-- Quoted text start --

Since anyone may retrieve ghost pots, mechanisms need to be developed for pot disposal. While people may be willing to bring in ghost pots, they might not want to haul them to the dump and pay for their disposal. All contacted counties, with the exception of Beaufort, accept crab pots at their landfills or transfer stations. Brunswick and Pender counties do not charge for pot disposal (Table 1).
Table 1. County breakdown of pot disposal fees.
County |
Disposal fee for pots |
Notes |
Perquimans |
$64.00 a ton |
|
Chowan |
$62.00 a ton |
|
Pasquotank |
$53.00 a ton |
|
Camden |
|
|
Currituck |
$56.00 a ton |
|
Dare |
$54.11 a ton |
|
Tyrrell |
N/A |
No transfer station in county, all waste disposed of in containers. |
Washington |
N/A |
Same as Tyrrell Co. |
Hyde |
N/A |
Same as Tyrrell Co. |
Beaufort |
Won’t accept pots |
|
Pamlico |
$46.50 a ton |
|
Craven |
$34.00 a ton |
|
Onslow |
$38.50 a ton |
County residents only |
Pender |
No charge |
County residents only |
New Hanover |
For business $30.00 a ton; non-business $10.00 pick-up load |
|
Brunswick |
No charge |
|
Dockside disposal would allow for individuals to quickly dispose of ghost pots. Trawlers (crab and shrimp) catch large amounts of ghost pots and having disposal sites at fish houses would give them a place to dispose of this gear instead of throwing it back in the water. Many trawlers have expressed their willingness to dispose of this gear on land, if they had a convenient and free disposal site. Dumpster rental is not cheap. For example, one eight yard dumpster leased year round with weekly pick-up ranges from $112.11 a month to $139 a month. Dumpsters could be rented for shorter time periods (the first three weeks of shrimp season), but we still need to find a way to pay for them. Various grant programs (Fishery Resource Grant, Blue Crab Research Program, etc.) might be available for short term solutions, however a long term solution needs to be identified. Given the state budget crunch state funds are not available. Some have suggested that potters be charged a fee to help offset retrieval and disposal costs. Further discussion on this issue needs to take place (DMF, MFC, Crustacean Committee, etc.).
IV. Current Authority: ______top
SECTION 3I .0100 - GENERAL RULES
15A NCAC 3I .0105 LEAVING DEVICES UNATTENDED
(a) It is unlawful to leave stakes, anchors, nets, buoys, or floating devices in any coastal fishing waters when such devices are not being employed in fishing operations except as otherwise provided by rule or General Statute.
(b) It is unlawful to leave pots in any coastal fishing waters for more than seven consecutive days, when such pots are not being employed in fishing operations, except upon a timely and sufficient showing of hardship as defined in Subparagraph (b)(2) of this Rule or as otherwise provided by General Statute.
(1) Agents of the Fisheries Director may tag pots with a device approved by the Fisheries Director to aid and assist in the investigation and identification of unattended pots. Any such device attached to a pot by agents of the Fisheries Director must be removed by the individual utilizing the pot within seven days of attachment in order to demonstrate that the pot is being employed in fishing operations.

-- Quoted text end --
-- Data provided start --

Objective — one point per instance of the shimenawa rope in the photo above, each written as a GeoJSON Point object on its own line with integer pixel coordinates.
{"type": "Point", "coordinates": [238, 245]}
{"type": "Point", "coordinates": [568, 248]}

-- Data provided end --

*What you need to do*:
Answer these questions from the text on ghost pot disposal:
1. What disposal fee for pots does the table give for Pamlico?
2. What monthly cost range is given for one eight yard dumpster leased year round with weekly pick-up?
3. For more than how many consecutive days is it unlawful to leave pots in coastal fishing waters when they are not being employed in fishing operations?
The lines come from a separate source.

*Result of this task*:
1. $46.50 a ton
2. $112.11 to $139 a month
3. Seven